### WRITTEN EXERCISE
Copy word for word everything in the rows below, from the row that contains "of the breaking" down through the final row, with both ends included.

### GIVEN ENTRIES
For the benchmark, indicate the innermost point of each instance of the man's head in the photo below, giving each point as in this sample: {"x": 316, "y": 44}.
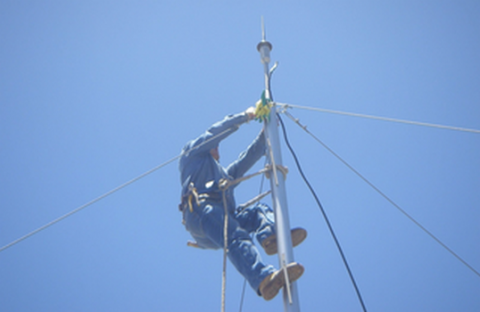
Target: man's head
{"x": 215, "y": 154}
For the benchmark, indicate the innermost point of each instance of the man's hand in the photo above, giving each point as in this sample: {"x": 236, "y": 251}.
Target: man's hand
{"x": 250, "y": 113}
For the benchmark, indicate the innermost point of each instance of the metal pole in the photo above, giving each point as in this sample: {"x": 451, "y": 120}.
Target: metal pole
{"x": 277, "y": 182}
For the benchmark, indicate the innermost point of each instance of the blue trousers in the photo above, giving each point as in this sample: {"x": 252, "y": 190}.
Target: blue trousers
{"x": 206, "y": 225}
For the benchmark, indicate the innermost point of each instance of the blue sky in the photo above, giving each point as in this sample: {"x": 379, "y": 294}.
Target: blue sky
{"x": 95, "y": 93}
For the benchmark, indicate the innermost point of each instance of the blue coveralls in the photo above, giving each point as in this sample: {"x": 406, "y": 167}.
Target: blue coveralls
{"x": 206, "y": 222}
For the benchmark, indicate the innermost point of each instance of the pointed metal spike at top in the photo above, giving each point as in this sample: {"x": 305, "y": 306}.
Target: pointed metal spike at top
{"x": 264, "y": 37}
{"x": 264, "y": 47}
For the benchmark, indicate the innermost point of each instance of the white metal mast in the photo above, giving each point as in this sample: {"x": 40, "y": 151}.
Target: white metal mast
{"x": 277, "y": 182}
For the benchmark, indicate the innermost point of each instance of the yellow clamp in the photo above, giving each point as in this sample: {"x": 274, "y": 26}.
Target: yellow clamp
{"x": 262, "y": 111}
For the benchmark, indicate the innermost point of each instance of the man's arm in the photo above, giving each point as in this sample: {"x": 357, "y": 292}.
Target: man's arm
{"x": 248, "y": 158}
{"x": 216, "y": 133}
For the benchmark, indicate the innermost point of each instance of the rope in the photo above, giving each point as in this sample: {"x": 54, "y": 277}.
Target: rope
{"x": 380, "y": 118}
{"x": 386, "y": 197}
{"x": 357, "y": 290}
{"x": 87, "y": 204}
{"x": 224, "y": 185}
{"x": 108, "y": 193}
{"x": 225, "y": 248}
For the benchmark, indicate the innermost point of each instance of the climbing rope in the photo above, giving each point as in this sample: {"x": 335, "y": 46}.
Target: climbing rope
{"x": 386, "y": 197}
{"x": 285, "y": 106}
{"x": 224, "y": 184}
{"x": 109, "y": 193}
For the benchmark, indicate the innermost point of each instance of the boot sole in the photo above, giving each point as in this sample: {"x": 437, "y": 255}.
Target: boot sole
{"x": 298, "y": 236}
{"x": 294, "y": 273}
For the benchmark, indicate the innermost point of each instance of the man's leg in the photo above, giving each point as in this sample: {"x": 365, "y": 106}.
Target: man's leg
{"x": 259, "y": 220}
{"x": 241, "y": 251}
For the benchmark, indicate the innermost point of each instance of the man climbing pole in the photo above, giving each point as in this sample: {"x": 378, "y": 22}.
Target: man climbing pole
{"x": 204, "y": 200}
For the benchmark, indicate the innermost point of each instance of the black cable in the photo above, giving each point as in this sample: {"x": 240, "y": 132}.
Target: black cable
{"x": 324, "y": 215}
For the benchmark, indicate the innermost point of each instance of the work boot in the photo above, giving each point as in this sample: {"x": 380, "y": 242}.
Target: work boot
{"x": 270, "y": 243}
{"x": 272, "y": 284}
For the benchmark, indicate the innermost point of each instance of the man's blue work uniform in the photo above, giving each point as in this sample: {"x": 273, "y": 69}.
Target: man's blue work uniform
{"x": 205, "y": 219}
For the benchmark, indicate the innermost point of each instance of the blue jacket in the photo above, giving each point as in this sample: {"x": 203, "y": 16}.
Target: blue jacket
{"x": 197, "y": 166}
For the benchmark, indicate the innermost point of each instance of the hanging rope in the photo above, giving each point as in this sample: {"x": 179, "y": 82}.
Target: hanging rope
{"x": 224, "y": 185}
{"x": 380, "y": 118}
{"x": 385, "y": 196}
{"x": 337, "y": 243}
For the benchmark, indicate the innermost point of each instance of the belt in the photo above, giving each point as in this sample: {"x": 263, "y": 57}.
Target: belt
{"x": 192, "y": 194}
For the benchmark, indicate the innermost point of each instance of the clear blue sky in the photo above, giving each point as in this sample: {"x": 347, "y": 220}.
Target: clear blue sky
{"x": 94, "y": 93}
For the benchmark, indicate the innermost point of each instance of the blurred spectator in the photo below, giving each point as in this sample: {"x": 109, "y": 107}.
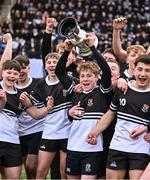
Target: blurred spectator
{"x": 28, "y": 21}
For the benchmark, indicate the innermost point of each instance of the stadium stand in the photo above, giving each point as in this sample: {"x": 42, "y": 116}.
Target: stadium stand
{"x": 27, "y": 21}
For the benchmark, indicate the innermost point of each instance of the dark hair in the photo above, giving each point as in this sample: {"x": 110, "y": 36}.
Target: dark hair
{"x": 11, "y": 64}
{"x": 143, "y": 59}
{"x": 110, "y": 50}
{"x": 22, "y": 60}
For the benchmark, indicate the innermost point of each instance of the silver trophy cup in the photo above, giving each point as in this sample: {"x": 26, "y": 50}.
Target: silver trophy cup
{"x": 70, "y": 29}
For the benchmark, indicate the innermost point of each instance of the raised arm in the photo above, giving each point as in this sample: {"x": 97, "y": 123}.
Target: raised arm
{"x": 118, "y": 24}
{"x": 148, "y": 50}
{"x": 7, "y": 54}
{"x": 106, "y": 72}
{"x": 61, "y": 66}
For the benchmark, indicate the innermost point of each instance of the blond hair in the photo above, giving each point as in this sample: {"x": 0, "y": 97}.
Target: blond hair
{"x": 136, "y": 48}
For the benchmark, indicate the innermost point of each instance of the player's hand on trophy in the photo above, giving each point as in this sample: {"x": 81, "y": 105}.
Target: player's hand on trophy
{"x": 119, "y": 23}
{"x": 50, "y": 23}
{"x": 90, "y": 39}
{"x": 7, "y": 37}
{"x": 68, "y": 45}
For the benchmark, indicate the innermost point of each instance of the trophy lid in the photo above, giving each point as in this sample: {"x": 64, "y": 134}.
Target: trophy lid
{"x": 68, "y": 27}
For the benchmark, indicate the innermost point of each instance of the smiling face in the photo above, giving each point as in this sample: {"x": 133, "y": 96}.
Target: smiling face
{"x": 10, "y": 77}
{"x": 50, "y": 66}
{"x": 88, "y": 80}
{"x": 114, "y": 67}
{"x": 142, "y": 75}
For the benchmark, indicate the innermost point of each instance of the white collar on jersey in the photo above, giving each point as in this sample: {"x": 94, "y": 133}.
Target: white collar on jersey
{"x": 9, "y": 92}
{"x": 136, "y": 89}
{"x": 26, "y": 85}
{"x": 50, "y": 83}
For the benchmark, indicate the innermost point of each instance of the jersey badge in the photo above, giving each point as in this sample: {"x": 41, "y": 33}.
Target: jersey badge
{"x": 145, "y": 108}
{"x": 90, "y": 102}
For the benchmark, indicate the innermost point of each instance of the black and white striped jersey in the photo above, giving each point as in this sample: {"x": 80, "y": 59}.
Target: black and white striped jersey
{"x": 9, "y": 117}
{"x": 56, "y": 123}
{"x": 133, "y": 111}
{"x": 28, "y": 125}
{"x": 95, "y": 104}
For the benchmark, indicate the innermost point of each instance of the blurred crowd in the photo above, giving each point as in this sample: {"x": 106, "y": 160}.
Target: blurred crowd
{"x": 28, "y": 17}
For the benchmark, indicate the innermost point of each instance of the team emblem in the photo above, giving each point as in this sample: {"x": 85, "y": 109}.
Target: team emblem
{"x": 145, "y": 108}
{"x": 90, "y": 102}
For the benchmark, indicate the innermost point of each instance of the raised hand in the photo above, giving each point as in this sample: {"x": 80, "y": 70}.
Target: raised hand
{"x": 90, "y": 39}
{"x": 50, "y": 103}
{"x": 7, "y": 37}
{"x": 24, "y": 98}
{"x": 119, "y": 23}
{"x": 68, "y": 45}
{"x": 50, "y": 23}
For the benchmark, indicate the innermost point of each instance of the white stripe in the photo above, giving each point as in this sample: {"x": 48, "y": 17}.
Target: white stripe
{"x": 133, "y": 117}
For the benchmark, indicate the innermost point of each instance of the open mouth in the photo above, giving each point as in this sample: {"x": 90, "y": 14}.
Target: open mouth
{"x": 142, "y": 80}
{"x": 11, "y": 80}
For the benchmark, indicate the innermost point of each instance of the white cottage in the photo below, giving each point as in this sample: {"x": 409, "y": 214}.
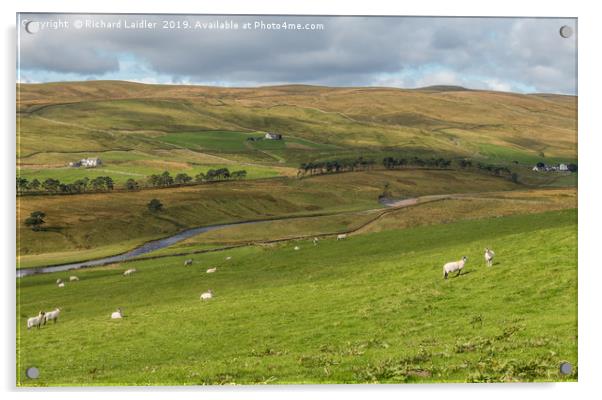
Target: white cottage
{"x": 273, "y": 136}
{"x": 91, "y": 162}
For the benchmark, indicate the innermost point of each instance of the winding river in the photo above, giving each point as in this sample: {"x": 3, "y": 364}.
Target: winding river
{"x": 178, "y": 237}
{"x": 138, "y": 251}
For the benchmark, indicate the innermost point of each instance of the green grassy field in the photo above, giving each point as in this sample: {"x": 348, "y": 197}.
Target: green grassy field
{"x": 373, "y": 308}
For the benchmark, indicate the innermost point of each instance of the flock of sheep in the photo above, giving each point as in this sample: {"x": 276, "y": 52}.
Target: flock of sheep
{"x": 458, "y": 266}
{"x": 43, "y": 317}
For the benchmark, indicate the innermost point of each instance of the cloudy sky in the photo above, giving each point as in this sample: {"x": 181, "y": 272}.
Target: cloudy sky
{"x": 507, "y": 54}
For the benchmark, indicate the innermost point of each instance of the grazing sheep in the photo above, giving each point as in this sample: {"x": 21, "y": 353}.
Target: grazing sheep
{"x": 207, "y": 295}
{"x": 52, "y": 315}
{"x": 489, "y": 254}
{"x": 454, "y": 266}
{"x": 117, "y": 314}
{"x": 36, "y": 321}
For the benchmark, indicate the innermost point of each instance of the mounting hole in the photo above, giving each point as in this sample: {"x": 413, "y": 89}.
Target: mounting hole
{"x": 566, "y": 31}
{"x": 566, "y": 368}
{"x": 32, "y": 373}
{"x": 32, "y": 27}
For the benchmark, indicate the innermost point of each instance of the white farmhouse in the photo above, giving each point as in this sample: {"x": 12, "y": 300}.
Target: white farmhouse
{"x": 273, "y": 136}
{"x": 91, "y": 162}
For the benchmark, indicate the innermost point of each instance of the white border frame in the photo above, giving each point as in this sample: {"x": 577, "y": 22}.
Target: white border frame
{"x": 590, "y": 133}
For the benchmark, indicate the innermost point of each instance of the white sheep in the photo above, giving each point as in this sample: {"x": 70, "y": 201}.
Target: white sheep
{"x": 489, "y": 254}
{"x": 207, "y": 295}
{"x": 52, "y": 315}
{"x": 454, "y": 266}
{"x": 117, "y": 314}
{"x": 36, "y": 321}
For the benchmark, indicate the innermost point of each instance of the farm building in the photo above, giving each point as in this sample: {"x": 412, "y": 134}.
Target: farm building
{"x": 86, "y": 162}
{"x": 273, "y": 136}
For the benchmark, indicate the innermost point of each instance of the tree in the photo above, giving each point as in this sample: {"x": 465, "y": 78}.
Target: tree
{"x": 200, "y": 177}
{"x": 34, "y": 185}
{"x": 155, "y": 205}
{"x": 165, "y": 179}
{"x": 21, "y": 184}
{"x": 131, "y": 184}
{"x": 98, "y": 183}
{"x": 35, "y": 220}
{"x": 51, "y": 185}
{"x": 154, "y": 180}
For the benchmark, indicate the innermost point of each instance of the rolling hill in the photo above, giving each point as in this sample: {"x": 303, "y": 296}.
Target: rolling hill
{"x": 98, "y": 116}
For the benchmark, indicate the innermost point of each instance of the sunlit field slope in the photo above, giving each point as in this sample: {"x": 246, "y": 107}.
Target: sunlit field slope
{"x": 372, "y": 308}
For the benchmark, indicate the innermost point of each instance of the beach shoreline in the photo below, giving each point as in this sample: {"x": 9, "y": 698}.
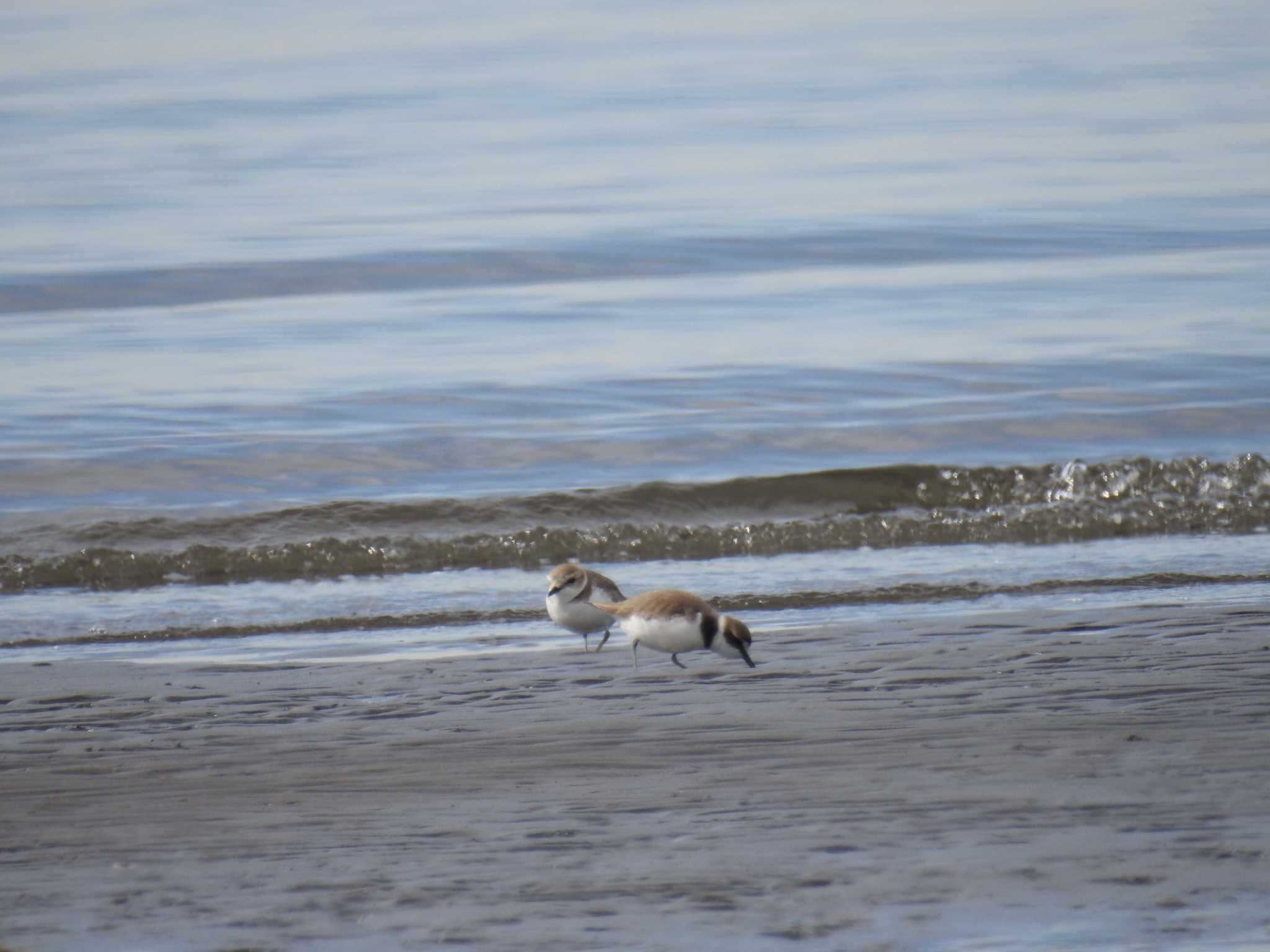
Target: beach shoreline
{"x": 1082, "y": 778}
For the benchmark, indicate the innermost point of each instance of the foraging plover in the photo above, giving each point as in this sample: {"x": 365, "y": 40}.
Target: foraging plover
{"x": 672, "y": 621}
{"x": 571, "y": 589}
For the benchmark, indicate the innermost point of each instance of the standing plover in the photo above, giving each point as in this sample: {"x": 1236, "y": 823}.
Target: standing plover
{"x": 672, "y": 621}
{"x": 571, "y": 589}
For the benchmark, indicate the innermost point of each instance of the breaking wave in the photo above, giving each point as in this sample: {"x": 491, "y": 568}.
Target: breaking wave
{"x": 879, "y": 508}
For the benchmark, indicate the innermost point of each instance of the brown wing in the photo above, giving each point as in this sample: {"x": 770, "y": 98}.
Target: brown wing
{"x": 603, "y": 587}
{"x": 668, "y": 602}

### EXERCISE SOLUTION
For the benchmark, indicate the innermost point of each instance of the breaking wave in the photo above, giving each point as in this sample: {"x": 491, "y": 568}.
Target: breaking wave
{"x": 879, "y": 508}
For the benchmark, indicate the innermost point of each instance of the brown wing in the photo above, giving each point as in this sample: {"x": 770, "y": 98}.
Target: brown wing
{"x": 603, "y": 587}
{"x": 668, "y": 602}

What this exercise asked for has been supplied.